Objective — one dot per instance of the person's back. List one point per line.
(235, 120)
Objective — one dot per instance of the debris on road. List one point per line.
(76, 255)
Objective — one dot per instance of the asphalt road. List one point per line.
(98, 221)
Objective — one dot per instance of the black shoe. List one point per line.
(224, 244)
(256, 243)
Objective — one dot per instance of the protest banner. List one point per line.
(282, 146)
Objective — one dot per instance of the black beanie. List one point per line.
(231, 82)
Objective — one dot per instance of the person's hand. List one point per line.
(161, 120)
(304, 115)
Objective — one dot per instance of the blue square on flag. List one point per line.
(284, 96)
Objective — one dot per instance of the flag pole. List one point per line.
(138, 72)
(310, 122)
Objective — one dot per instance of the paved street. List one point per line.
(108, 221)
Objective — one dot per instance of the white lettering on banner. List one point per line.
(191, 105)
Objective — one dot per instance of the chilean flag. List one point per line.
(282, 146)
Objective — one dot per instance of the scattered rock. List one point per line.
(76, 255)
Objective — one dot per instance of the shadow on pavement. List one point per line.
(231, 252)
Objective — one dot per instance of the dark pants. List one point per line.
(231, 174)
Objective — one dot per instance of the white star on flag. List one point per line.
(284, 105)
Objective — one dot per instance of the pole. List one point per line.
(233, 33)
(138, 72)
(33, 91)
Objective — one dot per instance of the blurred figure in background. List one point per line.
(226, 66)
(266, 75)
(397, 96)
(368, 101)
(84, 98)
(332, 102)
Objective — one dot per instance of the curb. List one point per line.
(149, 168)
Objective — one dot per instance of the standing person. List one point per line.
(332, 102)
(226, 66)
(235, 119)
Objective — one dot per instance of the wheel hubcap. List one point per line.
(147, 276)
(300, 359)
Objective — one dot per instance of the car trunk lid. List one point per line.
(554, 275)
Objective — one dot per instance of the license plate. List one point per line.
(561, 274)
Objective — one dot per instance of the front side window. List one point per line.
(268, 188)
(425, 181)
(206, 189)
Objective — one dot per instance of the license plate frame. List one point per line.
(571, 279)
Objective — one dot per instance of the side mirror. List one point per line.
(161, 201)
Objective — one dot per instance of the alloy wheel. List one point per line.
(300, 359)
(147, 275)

::::::

REQUIRED WORK: From the line containing "Objective — one dot per instance of the side" through the final line of the listing above, retype every line exactly; leave out everything else.

TASK SOLUTION:
Objective — one dot per instance of the side mirror. List one point per line.
(161, 201)
Objective — one dot per instance of the alloy wheel. List one point per line.
(300, 359)
(147, 275)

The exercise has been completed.